(TEXTAUSZUG)
Zu lange Kündigungsfrist bedeutet Benachteiligung des Arbeitnehmers
24.11.2017
Politik, Recht & Gesellschaft
Der Rechtsanwalt und Fachanwalt für Arbeitsrecht Markus Bär (http://www.ra-baer.de/) weist mit Blick auf das Urteil des Bundesarbeitsgerichts vom 26.10.2017 darauf hin, dass ein Arbeitnehmer unangemessen benachteiligt sein kann, wenn zu lange Kündigungsfristen seine Berufsfreiheit einschränken.
Ausgangssituation für BAG-Urteil - das ist passiert
Der Arbeitgeber hat den Arbeitnehmer seit Dezember 2009 als Speditionskaufmann in einer 45-Stunden-Woche gegen eine Vergütung von 1.400,00 EUR brutto beschäftigt. Im Juni 2012 haben die Arbeitsvertragsparteien eine Zusatzvereinbarung unterzeichnet. Diese sah vor, dass sich die gesetzliche Kündigungsfrist für beide Seiten auf 3 Jahre zum Monatsende verlängerte. Das monatliche Bruttogehalt wurde auf 2.400,00 EUR angehoben. Das zu zahlende Arbeitsentgelt sollte bis zum 30.05.2015 nicht erhöht werden und zudem bei einer späteren Neufestsetzung wieder mindestens 2 Jahre unverändert bleiben. Nachdem ein Arbeitskollege des Arbeitnehmers festgestellt hatte, dass auf den Computer des Arbeitgebers ein zur Überwachung des Arbeitsverhaltens geeignetes Programm installiert war, kündigten der beklagte Arbeitnehmer und weitere fünf Arbeitnehmer am 27.12.2014 ihre Arbeitsverhältnisse zum 31.01.2015.

(AUFGABE A) Gib aus dem Text zur Kündigungsfrist die Passage von „Zu lange Kündigungsfrist bedeutet“ bis „seine Berufsfreiheit einschränken.“ wortgetreu wieder.
Der Text zur Kündigungsfrist und die Datensätze stammen aus unterschiedlichen Quellen.

(EINGABEDATEN)

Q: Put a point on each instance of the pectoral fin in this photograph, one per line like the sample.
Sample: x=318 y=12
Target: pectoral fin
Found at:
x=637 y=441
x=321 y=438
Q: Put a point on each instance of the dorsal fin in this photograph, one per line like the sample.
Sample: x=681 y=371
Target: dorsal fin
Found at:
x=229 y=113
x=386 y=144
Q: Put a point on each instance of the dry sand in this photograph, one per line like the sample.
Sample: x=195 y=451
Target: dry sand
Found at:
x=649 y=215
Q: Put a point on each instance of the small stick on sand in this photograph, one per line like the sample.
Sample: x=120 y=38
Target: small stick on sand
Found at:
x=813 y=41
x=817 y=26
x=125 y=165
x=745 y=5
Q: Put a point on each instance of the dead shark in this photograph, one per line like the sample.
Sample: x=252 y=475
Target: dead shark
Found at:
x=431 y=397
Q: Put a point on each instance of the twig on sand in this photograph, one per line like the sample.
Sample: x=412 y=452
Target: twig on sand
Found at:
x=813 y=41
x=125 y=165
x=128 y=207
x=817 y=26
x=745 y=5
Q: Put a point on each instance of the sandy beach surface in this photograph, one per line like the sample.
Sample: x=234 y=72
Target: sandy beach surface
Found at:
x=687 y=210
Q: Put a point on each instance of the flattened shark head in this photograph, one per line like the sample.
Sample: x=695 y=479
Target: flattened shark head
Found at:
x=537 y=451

--

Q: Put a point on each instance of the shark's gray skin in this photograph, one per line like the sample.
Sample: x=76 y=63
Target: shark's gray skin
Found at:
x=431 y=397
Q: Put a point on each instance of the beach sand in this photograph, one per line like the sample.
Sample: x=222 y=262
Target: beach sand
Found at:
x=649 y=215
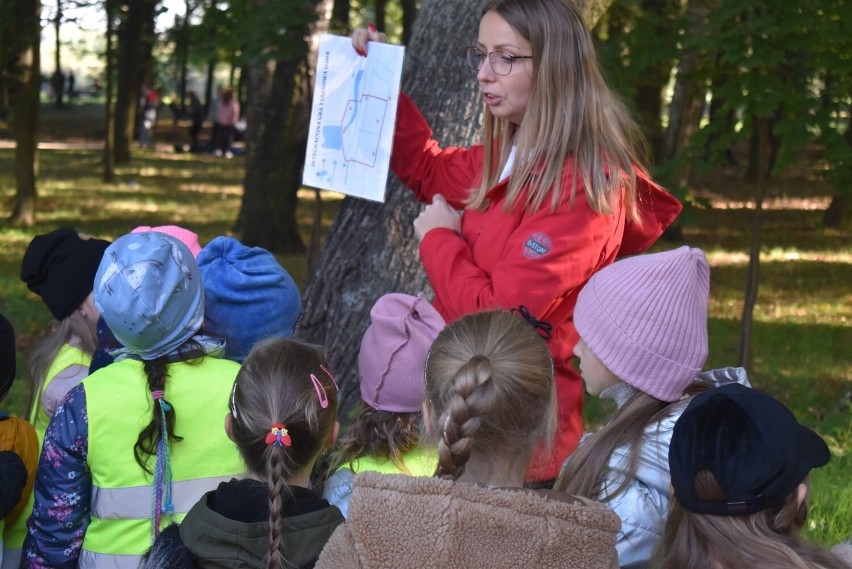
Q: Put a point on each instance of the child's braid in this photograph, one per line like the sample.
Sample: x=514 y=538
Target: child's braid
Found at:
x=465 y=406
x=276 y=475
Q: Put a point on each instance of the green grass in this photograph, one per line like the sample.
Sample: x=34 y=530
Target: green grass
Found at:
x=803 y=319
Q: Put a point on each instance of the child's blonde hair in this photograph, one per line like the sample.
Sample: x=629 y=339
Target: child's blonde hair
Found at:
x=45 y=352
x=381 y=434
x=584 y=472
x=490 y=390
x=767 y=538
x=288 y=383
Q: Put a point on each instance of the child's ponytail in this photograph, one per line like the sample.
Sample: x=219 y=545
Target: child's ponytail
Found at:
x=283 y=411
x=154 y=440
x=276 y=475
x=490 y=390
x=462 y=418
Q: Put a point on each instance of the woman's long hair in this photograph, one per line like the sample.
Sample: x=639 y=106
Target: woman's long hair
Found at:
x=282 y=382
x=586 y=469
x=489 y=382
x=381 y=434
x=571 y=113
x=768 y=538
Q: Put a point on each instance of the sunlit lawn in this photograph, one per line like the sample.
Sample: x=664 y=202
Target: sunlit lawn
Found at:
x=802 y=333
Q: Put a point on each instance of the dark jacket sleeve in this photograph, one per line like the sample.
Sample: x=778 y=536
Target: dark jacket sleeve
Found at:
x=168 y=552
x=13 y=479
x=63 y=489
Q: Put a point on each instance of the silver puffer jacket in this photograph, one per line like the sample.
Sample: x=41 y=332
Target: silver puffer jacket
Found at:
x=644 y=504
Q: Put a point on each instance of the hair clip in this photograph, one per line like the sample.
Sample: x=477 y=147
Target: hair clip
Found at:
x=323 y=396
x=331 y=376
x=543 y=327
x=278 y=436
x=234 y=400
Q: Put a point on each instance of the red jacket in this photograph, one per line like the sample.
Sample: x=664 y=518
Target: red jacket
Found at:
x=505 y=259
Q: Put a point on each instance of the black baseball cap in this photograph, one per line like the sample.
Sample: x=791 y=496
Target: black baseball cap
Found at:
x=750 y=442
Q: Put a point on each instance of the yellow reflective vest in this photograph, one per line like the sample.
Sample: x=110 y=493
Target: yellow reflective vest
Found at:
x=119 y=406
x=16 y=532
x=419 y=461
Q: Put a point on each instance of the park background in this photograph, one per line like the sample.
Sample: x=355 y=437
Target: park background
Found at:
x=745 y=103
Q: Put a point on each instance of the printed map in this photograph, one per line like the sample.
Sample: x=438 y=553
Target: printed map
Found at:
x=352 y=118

---

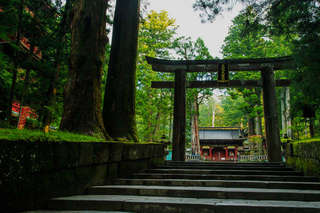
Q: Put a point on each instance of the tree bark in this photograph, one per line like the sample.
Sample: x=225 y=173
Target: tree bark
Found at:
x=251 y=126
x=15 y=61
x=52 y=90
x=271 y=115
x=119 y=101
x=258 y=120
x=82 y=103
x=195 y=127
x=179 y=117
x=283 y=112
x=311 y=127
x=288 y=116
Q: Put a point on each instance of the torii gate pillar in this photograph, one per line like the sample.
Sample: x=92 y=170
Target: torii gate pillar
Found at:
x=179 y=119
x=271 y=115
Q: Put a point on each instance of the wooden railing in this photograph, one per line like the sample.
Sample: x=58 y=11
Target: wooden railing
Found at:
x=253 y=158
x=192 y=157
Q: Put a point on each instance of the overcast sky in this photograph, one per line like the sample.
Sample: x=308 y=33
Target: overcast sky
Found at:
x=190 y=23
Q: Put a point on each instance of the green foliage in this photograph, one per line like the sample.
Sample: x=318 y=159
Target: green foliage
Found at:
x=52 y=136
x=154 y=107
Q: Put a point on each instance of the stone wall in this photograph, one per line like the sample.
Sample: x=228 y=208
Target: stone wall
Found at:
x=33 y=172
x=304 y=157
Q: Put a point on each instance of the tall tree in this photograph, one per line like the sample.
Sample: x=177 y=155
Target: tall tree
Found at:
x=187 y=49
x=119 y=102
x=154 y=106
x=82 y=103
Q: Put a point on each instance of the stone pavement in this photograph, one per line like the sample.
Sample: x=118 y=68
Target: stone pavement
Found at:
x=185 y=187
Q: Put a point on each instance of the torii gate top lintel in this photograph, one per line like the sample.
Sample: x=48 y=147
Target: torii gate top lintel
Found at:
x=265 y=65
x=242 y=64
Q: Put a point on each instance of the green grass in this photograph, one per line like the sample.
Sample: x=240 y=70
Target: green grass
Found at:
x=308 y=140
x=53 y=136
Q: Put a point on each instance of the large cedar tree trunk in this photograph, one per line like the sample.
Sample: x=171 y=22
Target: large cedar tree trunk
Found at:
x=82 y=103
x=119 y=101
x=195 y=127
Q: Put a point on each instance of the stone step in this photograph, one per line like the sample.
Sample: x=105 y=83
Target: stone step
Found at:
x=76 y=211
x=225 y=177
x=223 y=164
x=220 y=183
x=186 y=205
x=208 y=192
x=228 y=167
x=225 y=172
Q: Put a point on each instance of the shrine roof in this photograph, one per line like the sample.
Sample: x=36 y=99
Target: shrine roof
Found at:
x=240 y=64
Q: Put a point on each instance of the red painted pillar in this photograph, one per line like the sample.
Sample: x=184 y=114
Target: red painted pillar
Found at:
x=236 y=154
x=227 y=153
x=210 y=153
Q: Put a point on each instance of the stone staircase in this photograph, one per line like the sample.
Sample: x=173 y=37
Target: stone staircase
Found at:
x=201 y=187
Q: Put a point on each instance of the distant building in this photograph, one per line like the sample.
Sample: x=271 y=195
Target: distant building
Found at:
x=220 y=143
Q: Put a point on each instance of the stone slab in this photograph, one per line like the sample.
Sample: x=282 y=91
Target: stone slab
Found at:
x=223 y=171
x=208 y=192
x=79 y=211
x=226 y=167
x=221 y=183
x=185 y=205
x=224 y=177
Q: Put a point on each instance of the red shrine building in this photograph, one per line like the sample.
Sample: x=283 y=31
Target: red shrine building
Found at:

(AUFGABE B) Schreibe die Zeilen der Datensätze von der Zeile mit „Q: Put a point on each instance of the park“ bis zur Zeile mit „x=745 y=103“, beide eingeschlossen, als nummerierte Liste ohne Leerzeilen um.

(LÖSUNG A)
Zu lange Kündigungsfrist bedeutet Benachteiligung des Arbeitnehmers
24.11.2017
Politik, Recht & Gesellschaft
Der Rechtsanwalt und Fachanwalt für Arbeitsrecht Markus Bär (http://www.ra-baer.de/) weist mit Blick auf das Urteil des Bundesarbeitsgerichts vom 26.10.2017 darauf hin, dass ein Arbeitnehmer unangemessen benachteiligt sein kann, wenn zu lange Kündigungsfristen seine Berufsfreiheit einschränken.

(LÖSUNG B)
1. Q: Put a point on each instance of the park background in this photograph, one per line like the sample.
2. Sample: x=355 y=437
3. Target: park background
4. Found at:
5. x=745 y=103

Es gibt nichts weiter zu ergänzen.